Abaküs Yazılım
11. Hukuk Dairesi
Esas No: 2018/3101
Karar No: 2019/4685
Karar Tarihi: 20.06.2019

Yargıtay 11. Hukuk Dairesi 2018/3101 Esas 2019/4685 Karar Sayılı İlamı

11. Hukuk Dairesi         2018/3101 E.  ,  2019/4685 K.

    "İçtihat Metni"

    MAHKEMESİ :ASLİYE HUKUK MAHKEMESİ
    (FİKRİ VE SINAI HAKLAR HUKUK MAHKEMESİ SIFATIYLA)

    TÜRK MİLLETİ ADINA



    Taraflar arasında görülen davada ... 1. Asliye Hukuk Mahkemesince verilen 09/11/2017 tarih ve 2017/157-2017/318 sayılı kararın Yargıtayca incelenmesinin davalı vekili tarafından istenildiği ve temyiz dilekçesinin süresi içinde verildiği anlaşılmış olmakla, dava dosyası için Tetkik Hakimi ... tarafından düzenlenen rapor dinlendikten ve yine dosya içerisindeki dilekçe, layihalar, duruşma tutanakları ve tüm belgeler okunup, incelendikten sonra işin gereği görüşülüp, düşünüldü:
    Davacı, mülkiyeti tarafına ait olan .... ... cd. N.29 .../... adresindeki taşınmaz ile ... mah. Organize Sanayi Bölgesi, 1498 ada, 5 parsel sayılı taşınmaz üzerine davalı tarafından mimari proje çizildiğini, ... Noterliğinin 29/08/2012 tarih 1961 yevmiye sayılı ihtarnamesi ile .... ... Cd. N.29 .../... adresinde bulunan yapının mimari projesinde değişiklik yapma gereksinimi hasıl olduğundan davalıya bedelinin ödenmesi koşulu ile ihtar gönderdiklerini, daha sonra ... mah. Organize San. Bölgesi 1498 ada, 5 parseldeki yapının mimari projesinde zorunlu unsur olan kapının projede olmaması sebebiyle bedeli ödenmek koşulu ile projede değişiklik yapılması için ... Noterliğinin 17/04/2014 tarih 4753 yevmiye sayılı ihtarnamesi ile ihtar gönderdiğini, ihtarların tebliği gerçekleşmesine rağmen davalının cevap vermediğini, projelerin tamamlanması için başka bir mimarla anlaşmak üzere 6098 sayılı TBK"nın 113. maddesi gereği nama ifaya izin verilmesini talep etmiştir.
== == ==
> **Verilen görev A**:
Yargıtay kararının "Abaküs Yazılım" sözleriyle başlayıp "HUKUK MAHKEMESİ SIFATIYLA)" sözlerinden sonra biten bölümünü, "11. Hukuk Dairesi" yerine "12. Hukuk Dairesi" yazarak güncellenmiş hâliyle verir misiniz?
> **Verilen görev B**:
Yargıtay kararının metnini son cümlesinden sonra devam ettirir misiniz?
== == ==
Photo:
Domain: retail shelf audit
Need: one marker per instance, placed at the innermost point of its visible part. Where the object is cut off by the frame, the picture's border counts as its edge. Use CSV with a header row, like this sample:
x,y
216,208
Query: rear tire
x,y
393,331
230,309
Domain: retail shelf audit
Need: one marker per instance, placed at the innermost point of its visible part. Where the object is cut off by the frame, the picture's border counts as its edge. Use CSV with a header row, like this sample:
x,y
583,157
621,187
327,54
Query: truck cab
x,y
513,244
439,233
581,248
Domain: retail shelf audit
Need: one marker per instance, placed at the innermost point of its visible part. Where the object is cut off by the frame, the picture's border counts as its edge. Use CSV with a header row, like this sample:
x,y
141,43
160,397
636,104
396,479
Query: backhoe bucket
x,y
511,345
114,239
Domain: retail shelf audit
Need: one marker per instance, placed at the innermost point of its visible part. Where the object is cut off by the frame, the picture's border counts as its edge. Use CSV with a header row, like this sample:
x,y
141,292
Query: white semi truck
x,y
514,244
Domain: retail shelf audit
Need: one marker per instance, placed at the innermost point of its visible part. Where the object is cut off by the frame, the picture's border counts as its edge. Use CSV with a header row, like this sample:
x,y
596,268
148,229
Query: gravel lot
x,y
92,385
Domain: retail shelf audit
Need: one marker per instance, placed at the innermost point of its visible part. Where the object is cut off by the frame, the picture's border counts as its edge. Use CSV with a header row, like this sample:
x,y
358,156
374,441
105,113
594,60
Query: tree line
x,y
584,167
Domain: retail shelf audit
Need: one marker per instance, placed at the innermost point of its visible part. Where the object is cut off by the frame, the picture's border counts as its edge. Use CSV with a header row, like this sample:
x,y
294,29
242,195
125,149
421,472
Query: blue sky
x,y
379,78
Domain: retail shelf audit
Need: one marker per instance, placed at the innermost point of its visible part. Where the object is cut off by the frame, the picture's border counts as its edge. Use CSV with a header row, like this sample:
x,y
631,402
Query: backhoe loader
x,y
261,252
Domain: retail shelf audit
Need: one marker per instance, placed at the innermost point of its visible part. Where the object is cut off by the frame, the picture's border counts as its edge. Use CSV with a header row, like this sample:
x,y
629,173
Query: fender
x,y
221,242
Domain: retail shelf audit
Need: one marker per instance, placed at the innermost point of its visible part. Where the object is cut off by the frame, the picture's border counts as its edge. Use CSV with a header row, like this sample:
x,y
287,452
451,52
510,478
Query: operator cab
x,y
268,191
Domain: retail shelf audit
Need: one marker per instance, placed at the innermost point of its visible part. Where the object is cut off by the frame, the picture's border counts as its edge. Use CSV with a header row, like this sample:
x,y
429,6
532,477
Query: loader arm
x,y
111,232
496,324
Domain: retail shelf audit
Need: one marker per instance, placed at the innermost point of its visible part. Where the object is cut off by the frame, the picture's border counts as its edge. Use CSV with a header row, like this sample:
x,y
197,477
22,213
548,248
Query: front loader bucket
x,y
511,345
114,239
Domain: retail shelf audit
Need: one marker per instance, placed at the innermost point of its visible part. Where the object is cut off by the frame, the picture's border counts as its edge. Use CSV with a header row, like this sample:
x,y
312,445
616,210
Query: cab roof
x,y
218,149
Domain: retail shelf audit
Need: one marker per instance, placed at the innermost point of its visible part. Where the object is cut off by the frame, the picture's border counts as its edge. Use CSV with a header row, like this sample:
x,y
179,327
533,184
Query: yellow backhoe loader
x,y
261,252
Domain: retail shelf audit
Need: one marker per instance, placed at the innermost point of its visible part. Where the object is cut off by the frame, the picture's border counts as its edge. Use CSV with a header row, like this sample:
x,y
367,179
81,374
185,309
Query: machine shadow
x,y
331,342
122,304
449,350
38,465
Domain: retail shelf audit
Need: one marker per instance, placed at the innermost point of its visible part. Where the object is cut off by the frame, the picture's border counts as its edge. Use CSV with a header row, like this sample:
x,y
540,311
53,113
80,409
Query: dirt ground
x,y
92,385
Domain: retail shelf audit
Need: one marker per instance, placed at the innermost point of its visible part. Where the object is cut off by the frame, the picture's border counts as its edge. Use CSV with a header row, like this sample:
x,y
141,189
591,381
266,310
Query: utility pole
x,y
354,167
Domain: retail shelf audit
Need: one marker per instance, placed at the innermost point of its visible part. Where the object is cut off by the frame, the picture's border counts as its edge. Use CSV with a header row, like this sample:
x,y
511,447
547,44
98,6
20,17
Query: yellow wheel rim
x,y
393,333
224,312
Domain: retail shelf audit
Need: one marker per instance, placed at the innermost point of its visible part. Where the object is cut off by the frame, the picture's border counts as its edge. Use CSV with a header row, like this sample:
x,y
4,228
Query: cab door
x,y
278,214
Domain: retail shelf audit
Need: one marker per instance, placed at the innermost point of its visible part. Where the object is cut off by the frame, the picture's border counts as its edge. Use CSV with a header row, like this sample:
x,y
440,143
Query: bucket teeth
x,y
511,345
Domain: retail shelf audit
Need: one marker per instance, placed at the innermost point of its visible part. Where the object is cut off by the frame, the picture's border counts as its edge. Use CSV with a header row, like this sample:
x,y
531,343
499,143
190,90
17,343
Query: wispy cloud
== == ==
> **Görev çıktısı A**:
Abaküs Yazılım
12. Hukuk Dairesi
Esas No: 2018/3101
Karar No: 2019/4685
Karar Tarihi: 20.06.2019

Yargıtay 12. Hukuk Dairesi 2018/3101 Esas 2019/4685 Karar Sayılı İlamı

12. Hukuk Dairesi         2018/3101 E.  ,  2019/4685 K.

    "İçtihat Metni"

    MAHKEMESİ :ASLİYE HUKUK MAHKEMESİ
    (FİKRİ VE SINAI HAKLAR HUKUK MAHKEMESİ SIFATIYLA)

> **Görev çıktısı B**:
    Davalı vekili, Borçlar Kanunun 113. maddesinin "yapma ve yapmama borçları" başlığını taşıdığını, iş bu madde de "yapma borcu, borçlu tarafından ifa edilmediği alacaklı ..." hususunu kapsadığını, davaya konu taşınmazlar üzerindeki bina ve fabrikanın kullanım amacına uygun olarak tasarlanarak mimari projesinin müvekkili tarafından çizildiğini, ilgili idareden gerekli ruhsatların alındığını, tarafına düşen edimlerin yerine getirildiğini, .... ... Cd. N.29 .../... adresindeki binada projelere aykırı imalatlar yapıldığı için bu binanın mimari projeye uygun hale getirilmesi tarafınca talep edilmesine rağmen, davacı tarafından bu taleplerinin karşılanmadığını, bu hususta ilgili kurumlara şikayette bulunduğunu, ... mah. Organize San. Bölgesi 1498 ada, 5 parselde bulunan fabrikanın projeye uygun olarak yapıldığını, akabinde bu binaya bitişik tarafınca yapılan fabrika binasının mimari projesine müdahale edecek şekilde ilave kaçak bina yapmak suretiyle tarafına ait yasal hakların ihlal edildiğini, yasaya aykırı davranıldığını savunarak davanın reddine karar verilmesini istemiştir.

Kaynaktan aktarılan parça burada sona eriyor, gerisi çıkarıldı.